## Source data
---*---

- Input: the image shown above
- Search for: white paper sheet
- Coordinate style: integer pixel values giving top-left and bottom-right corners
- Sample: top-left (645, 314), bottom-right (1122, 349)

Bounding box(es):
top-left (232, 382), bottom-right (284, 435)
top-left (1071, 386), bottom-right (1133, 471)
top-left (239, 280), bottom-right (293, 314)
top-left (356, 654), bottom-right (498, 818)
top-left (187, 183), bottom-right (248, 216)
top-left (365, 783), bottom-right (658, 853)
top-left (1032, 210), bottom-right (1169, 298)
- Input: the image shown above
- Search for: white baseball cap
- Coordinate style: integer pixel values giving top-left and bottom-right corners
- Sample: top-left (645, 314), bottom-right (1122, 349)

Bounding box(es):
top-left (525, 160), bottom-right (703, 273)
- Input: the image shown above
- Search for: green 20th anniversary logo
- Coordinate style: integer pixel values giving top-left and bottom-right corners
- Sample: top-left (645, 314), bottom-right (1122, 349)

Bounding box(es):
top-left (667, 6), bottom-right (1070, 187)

---*---

## Short task
Please arrange each line of the records above as a Markdown table with two columns, Row and Line, numbering the rows in order and leaving out blank lines.

## Written solution
| Row | Line |
|---|---|
| 1 | - Input: the image shown above |
| 2 | - Search for: white paper sheet |
| 3 | - Coordinate style: integer pixel values giving top-left and bottom-right corners |
| 4 | - Sample: top-left (645, 314), bottom-right (1122, 349) |
| 5 | Bounding box(es): |
| 6 | top-left (232, 382), bottom-right (284, 435) |
| 7 | top-left (1071, 386), bottom-right (1133, 471) |
| 8 | top-left (239, 280), bottom-right (293, 314) |
| 9 | top-left (356, 654), bottom-right (498, 818) |
| 10 | top-left (187, 183), bottom-right (248, 216) |
| 11 | top-left (365, 783), bottom-right (658, 853) |
| 12 | top-left (1032, 210), bottom-right (1169, 298) |
| 13 | - Input: the image shown above |
| 14 | - Search for: white baseball cap |
| 15 | - Coordinate style: integer pixel values giving top-left and bottom-right corners |
| 16 | - Sample: top-left (645, 314), bottom-right (1122, 349) |
| 17 | Bounding box(es): |
| 18 | top-left (525, 160), bottom-right (703, 273) |
| 19 | - Input: the image shown above |
| 20 | - Search for: green 20th anniversary logo |
| 21 | - Coordinate style: integer pixel values giving top-left and bottom-right corners |
| 22 | - Sample: top-left (645, 314), bottom-right (1122, 349) |
| 23 | Bounding box(es): |
| 24 | top-left (667, 6), bottom-right (1070, 187) |